▶ Records provided:
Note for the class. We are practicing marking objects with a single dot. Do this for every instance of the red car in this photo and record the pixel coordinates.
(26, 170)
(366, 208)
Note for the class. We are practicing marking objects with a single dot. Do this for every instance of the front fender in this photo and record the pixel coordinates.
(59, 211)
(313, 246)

▶ Brief: Rewrite the entries above with "single dot" changed to "single point" wherever it occurs. Keep everything else the same.

▶ Response to the task:
Note for the class. We are practicing marking objects with a single point. Do this for every instance of the red car in this photo and record the pixel coordinates.
(26, 170)
(366, 208)
Note for the class. We are practicing marking objects with a single point. Do this for every instance of the front fender in this photo and record the pixel coordinates.
(59, 211)
(313, 246)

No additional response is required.